### WORK TASK
Work through the entries that follow and state how many lines contain the word "pale". Only the number is wanted.

----

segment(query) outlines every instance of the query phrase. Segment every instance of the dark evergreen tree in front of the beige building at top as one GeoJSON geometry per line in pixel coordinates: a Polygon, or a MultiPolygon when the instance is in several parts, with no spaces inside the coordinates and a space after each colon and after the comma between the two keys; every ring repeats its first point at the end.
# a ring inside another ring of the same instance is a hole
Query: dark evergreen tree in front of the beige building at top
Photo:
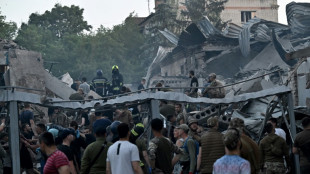
{"type": "Polygon", "coordinates": [[[210,22],[218,29],[225,27],[226,23],[221,19],[224,4],[228,0],[186,0],[187,11],[182,14],[189,17],[192,22],[202,20],[206,15],[210,22]]]}

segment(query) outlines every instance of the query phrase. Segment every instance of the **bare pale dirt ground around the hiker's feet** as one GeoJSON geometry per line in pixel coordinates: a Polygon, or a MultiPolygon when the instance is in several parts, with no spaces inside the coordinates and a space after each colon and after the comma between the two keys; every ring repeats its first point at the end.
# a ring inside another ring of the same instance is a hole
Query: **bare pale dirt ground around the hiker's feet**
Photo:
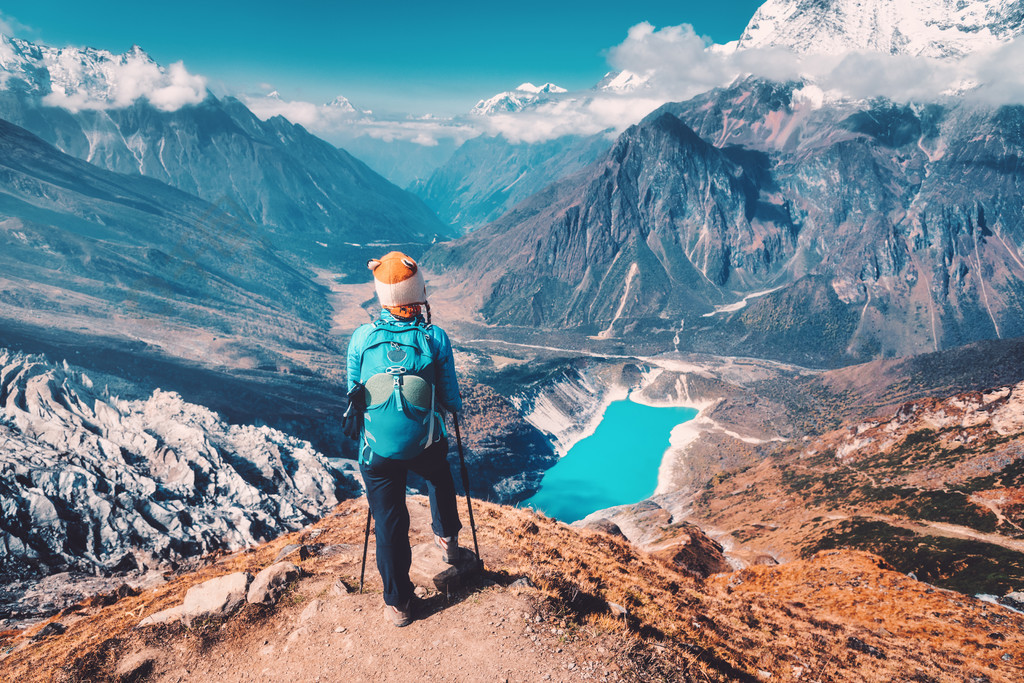
{"type": "MultiPolygon", "coordinates": [[[[413,542],[429,537],[424,501],[410,500],[413,542]]],[[[472,543],[464,529],[463,543],[472,543]]],[[[416,621],[395,628],[384,610],[373,554],[362,595],[332,591],[339,578],[357,587],[361,546],[333,558],[331,570],[299,582],[262,621],[232,620],[221,632],[193,633],[155,654],[153,680],[195,681],[578,681],[621,680],[613,645],[545,614],[538,591],[483,579],[453,595],[421,601],[416,621]]],[[[484,561],[487,549],[482,549],[484,561]]]]}

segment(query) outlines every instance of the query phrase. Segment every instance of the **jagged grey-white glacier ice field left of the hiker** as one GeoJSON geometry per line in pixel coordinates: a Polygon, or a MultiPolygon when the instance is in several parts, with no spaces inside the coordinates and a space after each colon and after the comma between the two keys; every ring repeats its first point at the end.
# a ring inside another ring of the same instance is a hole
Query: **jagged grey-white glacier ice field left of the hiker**
{"type": "Polygon", "coordinates": [[[166,569],[300,528],[357,487],[275,429],[159,390],[120,399],[67,365],[0,349],[7,580],[166,569]]]}

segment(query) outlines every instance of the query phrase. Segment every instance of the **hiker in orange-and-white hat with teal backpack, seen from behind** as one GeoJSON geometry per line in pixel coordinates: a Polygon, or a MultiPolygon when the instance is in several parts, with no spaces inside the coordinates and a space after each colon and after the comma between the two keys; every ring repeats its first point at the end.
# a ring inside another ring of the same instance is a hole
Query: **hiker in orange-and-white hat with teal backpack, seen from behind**
{"type": "Polygon", "coordinates": [[[441,559],[454,564],[459,555],[462,522],[440,411],[460,411],[462,398],[452,342],[430,323],[426,285],[416,261],[390,252],[367,265],[381,312],[377,321],[356,329],[348,343],[350,404],[356,410],[365,405],[365,412],[361,428],[346,427],[346,433],[359,439],[359,471],[376,522],[384,603],[394,625],[401,627],[412,621],[414,598],[406,507],[410,471],[427,482],[441,559]],[[365,395],[361,403],[359,394],[365,395]]]}

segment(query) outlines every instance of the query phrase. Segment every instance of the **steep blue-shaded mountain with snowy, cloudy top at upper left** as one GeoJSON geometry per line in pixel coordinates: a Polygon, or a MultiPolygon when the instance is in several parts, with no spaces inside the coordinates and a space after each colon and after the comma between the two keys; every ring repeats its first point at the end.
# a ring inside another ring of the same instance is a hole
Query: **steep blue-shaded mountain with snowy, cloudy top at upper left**
{"type": "Polygon", "coordinates": [[[0,40],[16,57],[0,62],[0,118],[91,164],[244,214],[303,260],[334,267],[361,258],[352,244],[429,244],[451,232],[416,197],[282,117],[260,121],[205,89],[175,108],[125,100],[116,65],[160,74],[141,50],[117,56],[0,40]]]}

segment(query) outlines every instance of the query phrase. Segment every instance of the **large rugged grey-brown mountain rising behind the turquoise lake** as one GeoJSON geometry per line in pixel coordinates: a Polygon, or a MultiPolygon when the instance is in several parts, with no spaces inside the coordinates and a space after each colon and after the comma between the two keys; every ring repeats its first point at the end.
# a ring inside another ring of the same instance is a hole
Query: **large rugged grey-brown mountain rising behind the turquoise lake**
{"type": "Polygon", "coordinates": [[[651,350],[836,365],[1024,334],[1024,108],[803,92],[668,104],[428,264],[489,324],[651,350]]]}

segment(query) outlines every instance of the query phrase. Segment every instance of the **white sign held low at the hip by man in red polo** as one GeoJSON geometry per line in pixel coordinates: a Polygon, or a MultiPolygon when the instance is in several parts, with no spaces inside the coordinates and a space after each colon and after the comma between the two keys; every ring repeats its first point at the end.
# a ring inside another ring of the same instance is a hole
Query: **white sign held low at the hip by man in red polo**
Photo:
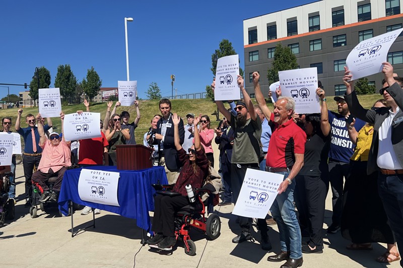
{"type": "Polygon", "coordinates": [[[284,175],[281,174],[246,169],[241,191],[232,214],[264,219],[276,199],[277,189],[283,179],[284,175]]]}

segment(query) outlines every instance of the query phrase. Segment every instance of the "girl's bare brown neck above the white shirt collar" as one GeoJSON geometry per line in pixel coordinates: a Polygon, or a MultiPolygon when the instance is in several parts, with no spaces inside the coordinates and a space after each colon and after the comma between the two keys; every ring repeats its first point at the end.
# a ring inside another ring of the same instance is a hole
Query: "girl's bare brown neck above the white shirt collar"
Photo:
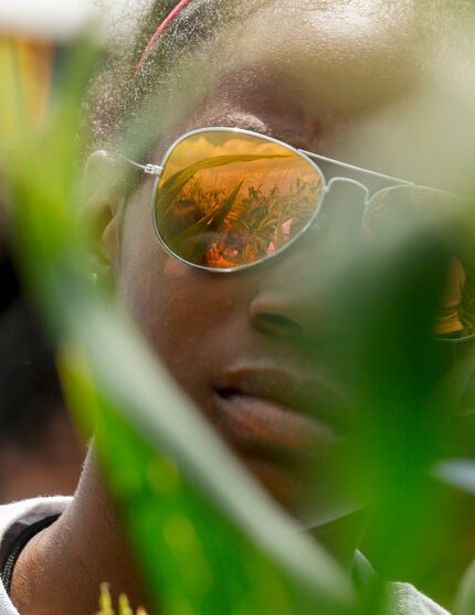
{"type": "Polygon", "coordinates": [[[99,584],[125,592],[131,604],[144,591],[118,515],[89,452],[74,499],[62,517],[22,551],[11,597],[22,615],[97,612],[99,584]]]}

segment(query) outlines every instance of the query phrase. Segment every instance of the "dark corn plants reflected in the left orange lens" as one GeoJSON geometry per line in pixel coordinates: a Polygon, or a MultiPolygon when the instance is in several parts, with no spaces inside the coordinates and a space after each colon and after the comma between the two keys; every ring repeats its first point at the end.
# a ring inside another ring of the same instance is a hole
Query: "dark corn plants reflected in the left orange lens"
{"type": "Polygon", "coordinates": [[[207,159],[165,181],[156,203],[157,222],[171,250],[208,266],[236,266],[279,250],[302,230],[315,211],[318,179],[308,182],[297,177],[292,182],[282,176],[282,185],[274,183],[264,191],[266,178],[260,177],[257,183],[252,172],[236,176],[235,181],[228,178],[228,189],[208,188],[200,176],[209,168],[256,158],[263,157],[207,159]],[[246,195],[241,194],[243,185],[246,195]]]}

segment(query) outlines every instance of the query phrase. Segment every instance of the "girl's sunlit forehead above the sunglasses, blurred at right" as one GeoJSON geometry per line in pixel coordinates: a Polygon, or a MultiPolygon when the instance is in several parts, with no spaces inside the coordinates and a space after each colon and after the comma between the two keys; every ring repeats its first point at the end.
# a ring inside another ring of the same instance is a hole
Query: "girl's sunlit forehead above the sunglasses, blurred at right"
{"type": "MultiPolygon", "coordinates": [[[[451,114],[460,118],[451,108],[453,100],[446,105],[440,89],[435,130],[420,121],[421,108],[424,119],[431,115],[426,110],[434,100],[428,84],[442,84],[441,50],[447,49],[444,41],[450,40],[451,23],[455,23],[453,10],[444,8],[442,0],[249,0],[242,7],[243,20],[224,26],[218,47],[211,47],[208,65],[221,72],[219,86],[208,93],[189,127],[230,125],[239,112],[241,116],[255,114],[258,120],[265,116],[271,125],[277,118],[281,128],[288,120],[287,132],[294,135],[297,128],[313,126],[320,137],[328,129],[342,132],[348,140],[348,127],[358,132],[369,124],[370,142],[377,141],[381,151],[370,157],[362,146],[362,151],[341,155],[368,167],[378,165],[379,158],[393,157],[380,170],[412,179],[413,161],[401,159],[400,146],[414,140],[414,123],[422,141],[428,132],[439,134],[442,124],[448,127],[451,114]],[[249,12],[244,10],[247,4],[252,7],[249,12]],[[421,89],[426,98],[416,107],[404,107],[421,89]],[[392,117],[384,116],[398,105],[392,117]]],[[[270,131],[267,125],[262,131],[270,131]]],[[[310,147],[298,136],[293,141],[310,147]]],[[[319,147],[318,139],[314,142],[319,147]]],[[[428,140],[429,151],[432,147],[428,140]]],[[[339,149],[339,144],[330,146],[328,153],[340,153],[339,149]]],[[[432,182],[429,176],[418,180],[432,182]]]]}

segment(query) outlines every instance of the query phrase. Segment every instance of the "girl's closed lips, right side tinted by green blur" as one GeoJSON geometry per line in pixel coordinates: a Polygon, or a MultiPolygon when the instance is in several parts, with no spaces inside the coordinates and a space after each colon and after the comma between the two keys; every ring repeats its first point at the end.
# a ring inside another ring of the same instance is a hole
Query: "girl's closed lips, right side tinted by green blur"
{"type": "Polygon", "coordinates": [[[214,418],[239,448],[292,453],[340,439],[341,395],[299,372],[254,365],[226,372],[214,386],[214,418]]]}

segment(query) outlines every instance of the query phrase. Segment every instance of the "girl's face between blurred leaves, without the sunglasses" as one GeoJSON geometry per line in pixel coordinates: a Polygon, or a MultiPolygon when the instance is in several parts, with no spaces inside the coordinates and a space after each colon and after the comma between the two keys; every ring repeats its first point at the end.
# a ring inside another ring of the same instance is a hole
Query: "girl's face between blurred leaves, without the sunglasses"
{"type": "MultiPolygon", "coordinates": [[[[408,92],[421,71],[407,7],[266,3],[229,36],[226,77],[158,144],[154,162],[182,132],[207,126],[345,156],[358,126],[408,92]]],[[[310,231],[265,264],[219,275],[163,251],[150,220],[151,190],[146,179],[120,222],[119,291],[249,468],[285,506],[299,506],[309,457],[341,453],[348,391],[338,370],[345,343],[331,264],[359,226],[361,197],[336,191],[326,233],[310,231]]]]}

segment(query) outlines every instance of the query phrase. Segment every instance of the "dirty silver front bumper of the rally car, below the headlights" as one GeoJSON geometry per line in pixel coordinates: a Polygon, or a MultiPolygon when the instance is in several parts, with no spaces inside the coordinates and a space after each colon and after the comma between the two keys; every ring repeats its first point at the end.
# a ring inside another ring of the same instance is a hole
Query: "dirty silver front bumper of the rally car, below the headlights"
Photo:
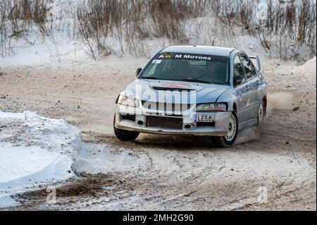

----

### RESULT
2